# EXERCISE AIM:
Turn every line of the items below into a Markdown table with two columns, Row and Line. Number the rows in order and leave out blank lines.

# STORED ROWS:
►

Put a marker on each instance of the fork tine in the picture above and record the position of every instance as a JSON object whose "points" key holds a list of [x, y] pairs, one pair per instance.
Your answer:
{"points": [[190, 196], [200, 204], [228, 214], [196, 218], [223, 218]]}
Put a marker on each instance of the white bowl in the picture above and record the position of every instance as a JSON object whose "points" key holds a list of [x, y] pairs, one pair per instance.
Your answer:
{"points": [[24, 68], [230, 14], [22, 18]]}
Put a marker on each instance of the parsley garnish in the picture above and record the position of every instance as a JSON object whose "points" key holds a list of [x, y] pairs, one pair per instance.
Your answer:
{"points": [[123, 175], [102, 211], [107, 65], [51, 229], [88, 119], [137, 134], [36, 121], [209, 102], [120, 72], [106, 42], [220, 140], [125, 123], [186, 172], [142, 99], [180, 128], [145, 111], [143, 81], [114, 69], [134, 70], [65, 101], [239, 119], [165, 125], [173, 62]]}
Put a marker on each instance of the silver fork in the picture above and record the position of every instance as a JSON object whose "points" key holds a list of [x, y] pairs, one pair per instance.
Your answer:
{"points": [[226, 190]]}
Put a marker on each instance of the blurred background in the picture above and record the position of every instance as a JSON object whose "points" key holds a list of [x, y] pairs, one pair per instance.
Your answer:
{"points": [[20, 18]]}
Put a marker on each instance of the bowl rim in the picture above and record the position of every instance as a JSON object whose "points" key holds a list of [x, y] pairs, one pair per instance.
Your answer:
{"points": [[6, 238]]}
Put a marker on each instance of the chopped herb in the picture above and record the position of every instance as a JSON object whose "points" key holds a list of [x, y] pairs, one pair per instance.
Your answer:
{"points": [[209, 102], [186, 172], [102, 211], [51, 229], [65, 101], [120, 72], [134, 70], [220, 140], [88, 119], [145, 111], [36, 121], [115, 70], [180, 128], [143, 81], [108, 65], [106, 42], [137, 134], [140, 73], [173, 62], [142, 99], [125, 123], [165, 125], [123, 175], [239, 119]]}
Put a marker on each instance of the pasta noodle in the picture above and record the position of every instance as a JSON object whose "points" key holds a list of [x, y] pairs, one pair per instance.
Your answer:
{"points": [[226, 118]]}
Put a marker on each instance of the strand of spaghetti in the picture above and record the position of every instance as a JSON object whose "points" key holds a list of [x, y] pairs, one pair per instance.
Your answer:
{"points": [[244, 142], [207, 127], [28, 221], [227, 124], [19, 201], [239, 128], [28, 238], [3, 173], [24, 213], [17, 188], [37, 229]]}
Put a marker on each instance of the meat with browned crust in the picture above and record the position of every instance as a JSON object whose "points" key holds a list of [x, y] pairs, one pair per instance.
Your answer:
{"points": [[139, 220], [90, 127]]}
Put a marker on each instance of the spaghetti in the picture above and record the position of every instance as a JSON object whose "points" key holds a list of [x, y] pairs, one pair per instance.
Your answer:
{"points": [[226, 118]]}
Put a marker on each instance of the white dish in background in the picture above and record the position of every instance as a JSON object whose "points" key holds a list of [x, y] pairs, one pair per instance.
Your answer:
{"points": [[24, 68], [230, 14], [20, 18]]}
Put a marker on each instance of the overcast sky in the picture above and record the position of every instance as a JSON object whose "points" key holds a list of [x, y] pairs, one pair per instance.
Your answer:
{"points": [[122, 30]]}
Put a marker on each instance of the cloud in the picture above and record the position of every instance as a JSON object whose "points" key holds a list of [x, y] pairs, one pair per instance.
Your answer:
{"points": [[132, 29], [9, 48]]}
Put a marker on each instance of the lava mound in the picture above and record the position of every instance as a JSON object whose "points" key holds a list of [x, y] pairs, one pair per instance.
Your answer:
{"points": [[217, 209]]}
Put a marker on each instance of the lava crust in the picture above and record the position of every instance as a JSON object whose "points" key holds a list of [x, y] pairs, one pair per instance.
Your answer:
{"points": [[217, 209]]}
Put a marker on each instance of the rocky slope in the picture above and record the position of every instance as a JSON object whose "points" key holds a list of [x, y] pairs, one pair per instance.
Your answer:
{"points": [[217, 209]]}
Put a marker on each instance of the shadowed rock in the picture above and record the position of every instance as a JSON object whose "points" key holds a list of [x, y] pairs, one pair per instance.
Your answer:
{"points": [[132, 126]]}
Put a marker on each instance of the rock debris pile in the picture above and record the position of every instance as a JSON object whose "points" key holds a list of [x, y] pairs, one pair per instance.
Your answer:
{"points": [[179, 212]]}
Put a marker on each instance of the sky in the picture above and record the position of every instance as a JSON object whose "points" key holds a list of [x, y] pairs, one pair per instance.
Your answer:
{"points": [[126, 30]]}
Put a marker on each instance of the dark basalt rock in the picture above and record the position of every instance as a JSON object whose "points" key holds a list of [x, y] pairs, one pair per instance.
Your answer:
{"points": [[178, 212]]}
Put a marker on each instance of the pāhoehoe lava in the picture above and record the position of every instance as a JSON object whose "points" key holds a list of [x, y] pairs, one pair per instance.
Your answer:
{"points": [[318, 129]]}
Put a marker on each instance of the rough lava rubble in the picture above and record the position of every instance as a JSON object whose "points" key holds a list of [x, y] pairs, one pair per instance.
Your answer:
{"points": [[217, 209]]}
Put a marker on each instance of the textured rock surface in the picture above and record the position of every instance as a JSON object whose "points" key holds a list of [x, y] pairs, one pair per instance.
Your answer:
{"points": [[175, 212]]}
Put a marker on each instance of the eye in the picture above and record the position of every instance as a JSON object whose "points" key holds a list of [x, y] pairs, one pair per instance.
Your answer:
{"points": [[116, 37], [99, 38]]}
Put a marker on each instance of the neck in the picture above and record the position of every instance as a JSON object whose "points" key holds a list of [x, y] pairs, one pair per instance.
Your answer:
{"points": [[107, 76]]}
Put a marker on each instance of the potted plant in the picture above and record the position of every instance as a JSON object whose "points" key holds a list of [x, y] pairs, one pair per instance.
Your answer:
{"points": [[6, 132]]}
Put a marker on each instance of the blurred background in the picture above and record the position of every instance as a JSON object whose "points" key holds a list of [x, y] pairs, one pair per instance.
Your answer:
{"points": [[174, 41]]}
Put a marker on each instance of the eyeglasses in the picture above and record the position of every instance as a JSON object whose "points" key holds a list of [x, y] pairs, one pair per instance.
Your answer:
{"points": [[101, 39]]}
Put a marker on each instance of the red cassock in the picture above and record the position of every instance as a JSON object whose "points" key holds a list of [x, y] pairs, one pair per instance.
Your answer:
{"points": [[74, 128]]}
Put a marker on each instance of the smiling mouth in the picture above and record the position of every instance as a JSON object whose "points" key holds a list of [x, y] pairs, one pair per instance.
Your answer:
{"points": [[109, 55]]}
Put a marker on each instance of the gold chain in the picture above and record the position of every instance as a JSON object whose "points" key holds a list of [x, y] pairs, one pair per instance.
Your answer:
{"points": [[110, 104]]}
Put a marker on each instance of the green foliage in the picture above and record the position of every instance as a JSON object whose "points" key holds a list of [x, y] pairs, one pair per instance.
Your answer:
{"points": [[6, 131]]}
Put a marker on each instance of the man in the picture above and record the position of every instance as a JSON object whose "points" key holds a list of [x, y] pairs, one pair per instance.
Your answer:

◄

# RESPONSE BELOW:
| Row | Line |
|---|---|
| 1 | Put a marker on each instance of the fork tine in the picture above and record the position of every instance as a JSON object whose "points" key holds a list of [x, y] pairs, one pair per instance. |
| 2 | Your answer: |
| 3 | {"points": [[190, 196], [200, 204], [228, 214], [196, 218], [223, 218]]} |
| 4 | Put a marker on each instance of the white bowl in the picture above and record the position of every instance as a JSON object whose "points" key holds a list of [x, y] pairs, one pair per instance. |
| 5 | Your answer: |
| 6 | {"points": [[24, 68], [230, 14], [22, 18]]} |
| 7 | Put a marker on each instance of the parsley garnish in the picture above and record the position of every instance as a JSON object whose "points" key holds a list of [x, y] pairs, one pair per instance. |
| 8 | Your answer: |
| 9 | {"points": [[123, 175], [102, 211], [107, 65], [51, 229], [88, 119], [137, 134], [36, 121], [209, 102], [120, 72], [106, 42], [220, 140], [125, 123], [186, 172], [142, 99], [180, 128], [145, 111], [143, 81], [114, 69], [134, 70], [65, 101], [239, 119], [165, 125], [173, 62]]} |
| 10 | Put a marker on each instance of the silver fork in the picture above and record the position of every instance as a JSON object whose "points" key holds a list of [x, y] pairs, one pair per instance. |
| 11 | Your answer: |
| 12 | {"points": [[226, 190]]} |
| 13 | Put a marker on each instance of the blurred background in the picture above and record the position of every instance as a JSON object whose "points" key holds a list of [x, y] pairs, one pair per instance. |
| 14 | Your answer: |
| 15 | {"points": [[20, 18]]} |
| 16 | Put a marker on each instance of the bowl rim in the picture above and record the position of every instance as a JSON object whose "points" key holds a list of [x, y] pairs, one pair per instance. |
| 17 | Your answer: |
| 18 | {"points": [[6, 238]]} |
| 19 | Put a marker on each instance of the chopped herb in the picture above and record the position of every instance as a JSON object whose "points" key holds a list of [x, y] pairs, one pair per instance. |
| 20 | Your answer: |
| 21 | {"points": [[209, 102], [186, 172], [102, 211], [51, 229], [65, 101], [120, 72], [134, 70], [220, 140], [88, 119], [145, 111], [36, 121], [115, 70], [180, 128], [143, 81], [108, 65], [106, 42], [137, 134], [140, 73], [173, 62], [142, 99], [125, 123], [165, 125], [123, 175], [239, 119]]} |
| 22 | Put a marker on each instance of the pasta noodle in the picture above and record the position of every instance as a JSON object whose "points" key holds a list of [x, y] pairs, one pair per instance. |
| 23 | Your answer: |
| 24 | {"points": [[226, 118]]} |
| 25 | Put a marker on each instance of the strand of spaghetti in the picture above and record the position of every instance as a JSON object whose "points" key holds a list of [x, y] pairs, one pair per instance. |
| 26 | Your answer: |
| 27 | {"points": [[244, 142], [207, 127], [28, 221], [227, 124], [19, 201], [239, 128], [28, 238], [3, 173], [24, 213], [17, 188], [37, 229]]} |
| 28 | Put a marker on each instance of the meat with browned crust in the picture above and record the position of every instance as a JSON object whose "points" key holds a list of [x, y] pairs, one pair per instance. |
| 29 | Your answer: |
| 30 | {"points": [[139, 220], [90, 127]]} |
| 31 | Put a marker on each instance of the spaghetti in the picture above and record the position of every instance as a JSON object whose "points" key holds a list of [x, y] pairs, one pair per instance. |
| 32 | Your answer: |
| 33 | {"points": [[226, 118]]} |
| 34 | Put a marker on each instance of the white dish in background in the picture above and record the position of every instance as a JSON object whose "points" key holds a list of [x, y] pairs, one pair per instance. |
| 35 | Your answer: |
| 36 | {"points": [[24, 68], [230, 14], [20, 18]]} |
| 37 | Put a marker on each instance of the overcast sky in the picture above and record the position of every instance as a JSON object whose "points" key holds a list of [x, y] pairs, one pair per instance. |
| 38 | Your answer: |
| 39 | {"points": [[122, 30]]} |
| 40 | Put a marker on each instance of the cloud in the picture above and record the position of every instance as a JSON object whose "points" key holds a list of [x, y] pairs, one pair per instance. |
| 41 | Your answer: |
| 42 | {"points": [[132, 29], [9, 48]]} |
| 43 | Put a marker on each instance of the lava mound in the picture above and record the position of every instance as a JSON object whose "points" key holds a list of [x, y] pairs, one pair per instance. |
| 44 | Your answer: |
| 45 | {"points": [[217, 209]]} |
| 46 | Put a marker on each instance of the lava crust in the picture above and record the position of every instance as a JSON object whose "points" key holds a list of [x, y] pairs, one pair per instance. |
| 47 | Your answer: |
| 48 | {"points": [[217, 209]]} |
| 49 | Put a marker on each instance of the rocky slope in the picture above and record the position of every instance as a JSON object whose "points" key holds a list of [x, y] pairs, one pair per instance. |
| 50 | Your answer: |
| 51 | {"points": [[217, 209]]} |
| 52 | Put a marker on each instance of the shadowed rock in the picture above and record the position of every instance as a JSON object whose "points" key holds a list of [x, y] pairs, one pair per instance. |
| 53 | Your answer: |
| 54 | {"points": [[132, 126]]} |
| 55 | Put a marker on each instance of the rock debris pile in the picture above and record the position of every instance as a JSON object whose "points" key holds a list of [x, y] pairs, one pair per instance. |
| 56 | Your answer: |
| 57 | {"points": [[179, 212]]} |
| 58 | Put a marker on each instance of the sky in the picture above and record the position of every instance as a JSON object whose "points" key holds a list of [x, y] pairs, one pair per instance. |
| 59 | Your answer: |
| 60 | {"points": [[126, 30]]} |
| 61 | Put a marker on each instance of the dark basalt rock in the picture above and record the position of every instance as a JSON object whose "points" key holds a list of [x, y] pairs, one pair per instance. |
| 62 | Your answer: |
| 63 | {"points": [[178, 212]]} |
| 64 | Put a marker on each instance of the pāhoehoe lava in the picture above and record the position of every instance as a JSON object whose "points" key holds a list of [x, y] pairs, one pair per instance. |
| 65 | Your answer: |
| 66 | {"points": [[318, 129]]} |
| 67 | Put a marker on each instance of the rough lava rubble in the picture above and record the position of every instance as a JSON object whose "points" key holds a list of [x, y] pairs, one pair per instance. |
| 68 | Your answer: |
| 69 | {"points": [[217, 209]]} |
| 70 | Put a marker on each instance of the textured rock surface in the picture above and record the position of every instance as a JSON object whose "points" key holds a list of [x, y] pairs, one pair per instance. |
| 71 | Your answer: |
| 72 | {"points": [[175, 212]]} |
| 73 | Put a marker on each instance of the eye in the picture above and record the position of every instance as a JSON object whose "points" key holds a list of [x, y] pairs, one pair per instance. |
| 74 | Your answer: |
| 75 | {"points": [[116, 37], [99, 38]]} |
| 76 | Put a marker on each instance of the neck in the picture above and record the position of every instance as a JSON object whose "points" key holds a list of [x, y] pairs, one pair per instance. |
| 77 | Your answer: |
| 78 | {"points": [[107, 76]]} |
| 79 | Put a marker on each instance of the potted plant in the picture above and record the position of every instance as a JSON object whose "points" key holds a list of [x, y] pairs, one pair per instance. |
| 80 | Your answer: |
| 81 | {"points": [[6, 132]]} |
| 82 | Put a marker on each instance of the blurred background in the picture above and record the position of every instance as a JSON object whose "points" key holds a list of [x, y] pairs, one pair per instance. |
| 83 | Your answer: |
| 84 | {"points": [[174, 41]]} |
| 85 | Put a marker on each instance of the eyeglasses in the picture above and record the position of every instance as a JSON object whose "points" key holds a list of [x, y] pairs, one pair per instance. |
| 86 | Your answer: |
| 87 | {"points": [[101, 39]]} |
| 88 | Put a marker on each instance of the red cassock in the picture above and record the position of every instance as a JSON object whose "points" key holds a list of [x, y] pairs, one pair per instance. |
| 89 | Your answer: |
| 90 | {"points": [[74, 128]]} |
| 91 | Put a marker on each instance of the smiling mouth in the picture above and record the position of every instance as a JSON object whose "points" key holds a list of [x, y] pairs, one pair per instance. |
| 92 | Your answer: |
| 93 | {"points": [[109, 55]]} |
| 94 | Put a marker on each instance of the gold chain in the picture above and record the position of every instance as a JSON object whose "points" key holds a list of [x, y] pairs, one pair per instance. |
| 95 | Your answer: |
| 96 | {"points": [[110, 104]]} |
| 97 | Put a marker on each instance of the green foliage in the picture above and record the position of every instance as a JSON object whose "points" key holds a list of [x, y] pairs, one pair per instance. |
| 98 | Your answer: |
| 99 | {"points": [[6, 131]]} |
| 100 | Put a marker on each instance of the man in the picture above and record the position of every instance as a JSON object whose "points" key holds a list of [x, y] pairs, one pair per instance. |
| 101 | Your answer: |